» **Reading text**:
US President Joe Biden has delivered his first speech to Congress, an event that marked his first 100 days in office. During this time, one of Biden's decisive but ambitious decisions was to bring the US back to the Paris Climate Agreement, to lead the fight against climate change.
Immediately after taking office, Biden signed an executive decree bringing the US back into the Paris Agreement to combat climate change and quickly appointed former Secretary of State John Kerry as Special Presidential Envoy for Climate. In order to carry out his policy of putting the US at the forefront in the fight against climate change, Biden made a series of ground-breaking decisions, to reverse those of his predecessor.
The first international conference Biden hosted was on the topic of climate change. Affirming the US' determination to take the lead in solving the current urgent climate change issue, Biden called on world leaders to accelerate plans to reduce greenhouse gas emissions. The White House owner also made a commitment that by 2030, the US will cut its emissions by 50-52% compared to 2005 levels, double the commitment made by former President Barack Obama when signing the 2015 Paris Agreement.

» **What is needed**:
Continue the article on Biden's climate policy in his first 100 days from its last sentence. The items that come after this article have no connection to it.

» **Given entries**:

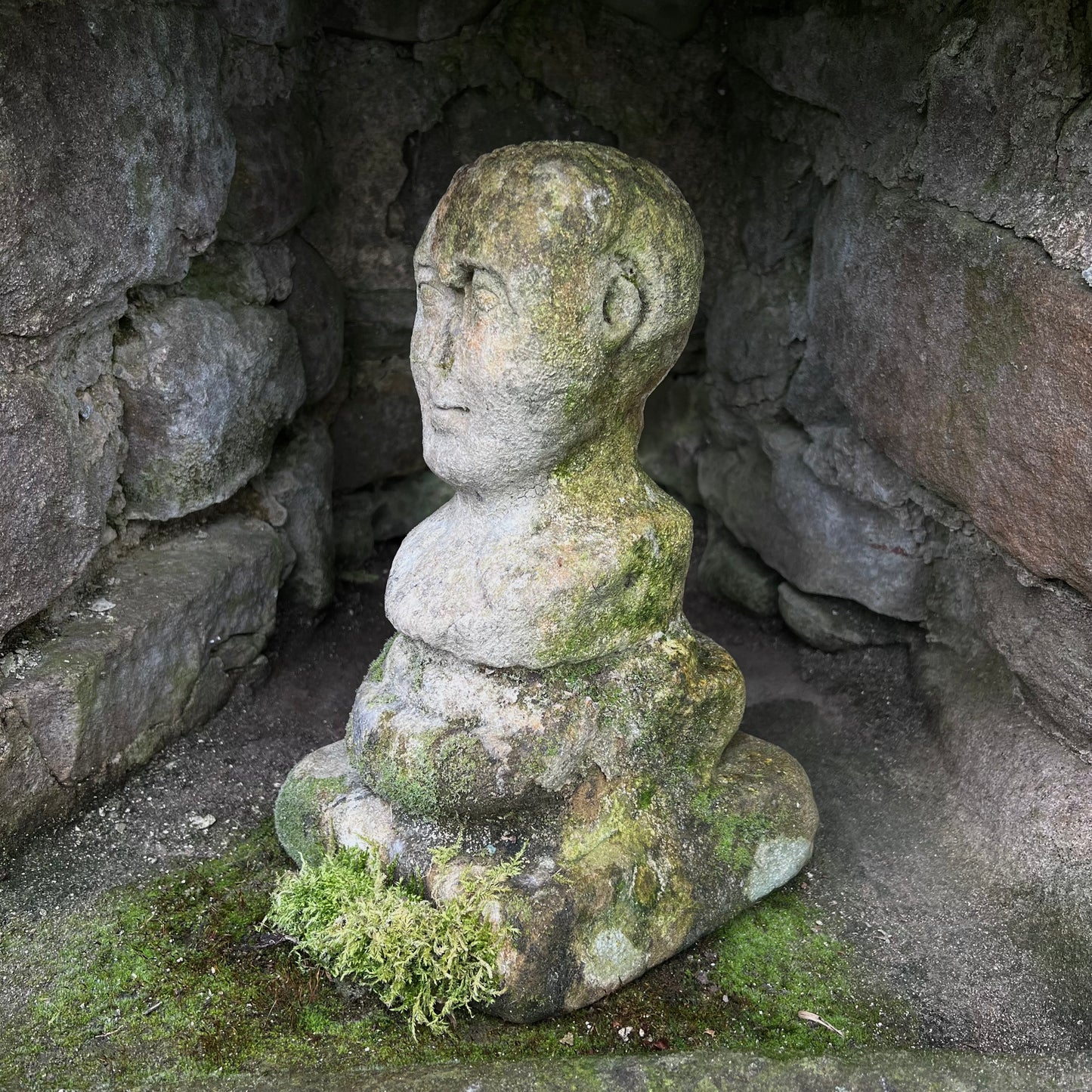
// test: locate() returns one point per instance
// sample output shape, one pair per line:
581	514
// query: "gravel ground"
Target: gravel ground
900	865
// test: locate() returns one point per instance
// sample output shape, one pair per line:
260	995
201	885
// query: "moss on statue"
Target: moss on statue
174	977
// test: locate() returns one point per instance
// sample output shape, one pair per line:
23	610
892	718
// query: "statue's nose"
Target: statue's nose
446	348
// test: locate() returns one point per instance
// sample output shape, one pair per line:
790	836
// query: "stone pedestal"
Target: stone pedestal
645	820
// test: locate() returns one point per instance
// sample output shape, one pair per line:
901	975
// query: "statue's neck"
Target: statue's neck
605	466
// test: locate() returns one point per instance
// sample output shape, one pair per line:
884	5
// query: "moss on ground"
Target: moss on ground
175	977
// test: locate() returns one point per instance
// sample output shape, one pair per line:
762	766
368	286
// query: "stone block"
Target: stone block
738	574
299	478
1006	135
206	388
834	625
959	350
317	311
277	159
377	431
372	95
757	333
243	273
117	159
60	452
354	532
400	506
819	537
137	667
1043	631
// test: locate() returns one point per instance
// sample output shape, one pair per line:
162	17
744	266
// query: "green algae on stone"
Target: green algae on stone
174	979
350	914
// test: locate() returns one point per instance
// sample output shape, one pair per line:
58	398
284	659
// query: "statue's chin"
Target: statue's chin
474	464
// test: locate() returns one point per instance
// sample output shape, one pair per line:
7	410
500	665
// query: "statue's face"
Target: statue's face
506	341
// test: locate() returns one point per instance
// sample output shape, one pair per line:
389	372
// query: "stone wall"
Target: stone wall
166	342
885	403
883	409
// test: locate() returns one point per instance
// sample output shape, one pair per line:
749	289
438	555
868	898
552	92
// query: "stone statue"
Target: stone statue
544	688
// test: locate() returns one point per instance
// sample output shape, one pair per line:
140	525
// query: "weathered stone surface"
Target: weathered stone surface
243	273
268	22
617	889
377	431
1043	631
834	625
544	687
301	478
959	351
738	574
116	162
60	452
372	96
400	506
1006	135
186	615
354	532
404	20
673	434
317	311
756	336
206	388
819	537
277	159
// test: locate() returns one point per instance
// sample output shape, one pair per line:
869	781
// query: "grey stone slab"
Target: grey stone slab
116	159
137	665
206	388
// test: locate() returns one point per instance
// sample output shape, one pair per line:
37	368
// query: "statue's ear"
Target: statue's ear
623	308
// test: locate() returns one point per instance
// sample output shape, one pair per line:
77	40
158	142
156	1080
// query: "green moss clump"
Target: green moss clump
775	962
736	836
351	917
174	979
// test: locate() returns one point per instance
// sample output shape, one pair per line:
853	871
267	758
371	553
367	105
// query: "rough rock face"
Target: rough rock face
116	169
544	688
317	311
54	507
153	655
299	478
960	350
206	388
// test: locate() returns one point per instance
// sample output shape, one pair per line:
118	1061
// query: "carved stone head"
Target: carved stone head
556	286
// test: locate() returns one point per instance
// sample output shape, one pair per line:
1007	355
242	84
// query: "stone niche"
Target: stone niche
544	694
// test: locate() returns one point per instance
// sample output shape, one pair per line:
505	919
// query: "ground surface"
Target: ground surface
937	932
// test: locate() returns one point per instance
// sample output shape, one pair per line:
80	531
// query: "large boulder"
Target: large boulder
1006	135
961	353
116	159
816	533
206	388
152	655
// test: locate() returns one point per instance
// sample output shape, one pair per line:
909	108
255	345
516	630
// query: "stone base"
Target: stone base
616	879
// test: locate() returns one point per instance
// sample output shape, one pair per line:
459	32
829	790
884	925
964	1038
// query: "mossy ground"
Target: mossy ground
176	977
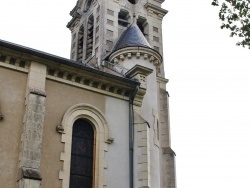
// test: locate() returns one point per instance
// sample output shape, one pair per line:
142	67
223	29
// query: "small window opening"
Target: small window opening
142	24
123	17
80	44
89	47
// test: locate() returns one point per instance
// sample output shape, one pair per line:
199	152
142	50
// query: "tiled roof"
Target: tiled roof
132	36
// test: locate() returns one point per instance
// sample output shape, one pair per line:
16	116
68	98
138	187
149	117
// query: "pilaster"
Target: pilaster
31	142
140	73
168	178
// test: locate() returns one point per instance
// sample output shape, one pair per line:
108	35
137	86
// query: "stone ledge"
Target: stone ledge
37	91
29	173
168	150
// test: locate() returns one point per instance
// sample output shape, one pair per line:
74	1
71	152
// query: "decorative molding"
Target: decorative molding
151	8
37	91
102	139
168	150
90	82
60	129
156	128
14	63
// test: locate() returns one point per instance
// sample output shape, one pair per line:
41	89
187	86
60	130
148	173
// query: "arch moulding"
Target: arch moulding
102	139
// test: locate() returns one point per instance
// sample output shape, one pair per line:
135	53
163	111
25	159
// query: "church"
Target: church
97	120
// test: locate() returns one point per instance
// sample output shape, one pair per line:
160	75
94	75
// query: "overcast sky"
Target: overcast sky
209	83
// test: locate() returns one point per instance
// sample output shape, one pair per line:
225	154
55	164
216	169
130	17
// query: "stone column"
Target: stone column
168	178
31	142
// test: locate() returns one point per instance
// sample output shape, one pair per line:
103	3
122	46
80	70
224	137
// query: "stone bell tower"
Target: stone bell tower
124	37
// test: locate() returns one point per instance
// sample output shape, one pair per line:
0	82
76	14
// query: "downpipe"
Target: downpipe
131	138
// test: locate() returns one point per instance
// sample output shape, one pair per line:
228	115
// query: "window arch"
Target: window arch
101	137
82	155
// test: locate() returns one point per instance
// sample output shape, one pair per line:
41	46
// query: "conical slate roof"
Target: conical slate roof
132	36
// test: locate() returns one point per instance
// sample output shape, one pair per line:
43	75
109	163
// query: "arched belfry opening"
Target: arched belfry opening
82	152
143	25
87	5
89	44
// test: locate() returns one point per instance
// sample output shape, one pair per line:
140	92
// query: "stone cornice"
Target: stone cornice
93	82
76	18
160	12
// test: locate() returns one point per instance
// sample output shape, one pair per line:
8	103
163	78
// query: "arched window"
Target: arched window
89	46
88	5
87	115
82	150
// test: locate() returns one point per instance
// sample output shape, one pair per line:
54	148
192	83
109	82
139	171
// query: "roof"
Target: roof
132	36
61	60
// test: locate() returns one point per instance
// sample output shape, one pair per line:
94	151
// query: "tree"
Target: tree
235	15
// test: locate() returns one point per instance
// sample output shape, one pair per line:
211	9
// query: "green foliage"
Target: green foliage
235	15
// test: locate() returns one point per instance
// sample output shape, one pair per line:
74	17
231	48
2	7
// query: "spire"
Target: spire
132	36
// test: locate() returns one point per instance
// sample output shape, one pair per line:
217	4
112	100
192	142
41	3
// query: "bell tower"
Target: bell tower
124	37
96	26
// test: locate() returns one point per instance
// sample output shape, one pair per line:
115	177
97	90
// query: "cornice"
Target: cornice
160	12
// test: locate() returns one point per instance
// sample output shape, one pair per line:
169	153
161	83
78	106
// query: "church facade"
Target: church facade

» **Output of the exercise**:
The world has made significant progress in addressing climate change through new commitments made at the US-initiated virtual Leaders Summit on Climate. Japan and Canada set new targets to reduce their carbon emissions by 2030, which will see Japan reducing its emissions by at least 46% from 2013 and Canada by 40-45% , as compared with 2005 levels. The US vowed to join the global effort towards the 2050 goal of achieving neutral emissions in the sea-freight sector.
Brazil committed to working with other countries to achieve their carbon neutral goals by 2050, while the Republic of Korea announced that it will end financial support for coal plants abroad. With the newly announced emission reduction targets, more than half of the world’s economies have now committed to speeding up their action to curb the rise in the Earth’s temperature by 1.5C compared to the pre-industrial period.
However, the problem which the world must address urgently is the realisation of commitments. Biden announced that the US will double its aid to help developing countries respond to climate change. The White House said the US is aiming for ambitious but feasible goals in providing aid to developing countries due to the urgency of the climate change crisis and to compensate for a decline in funding under the administration of former President Donal Trump.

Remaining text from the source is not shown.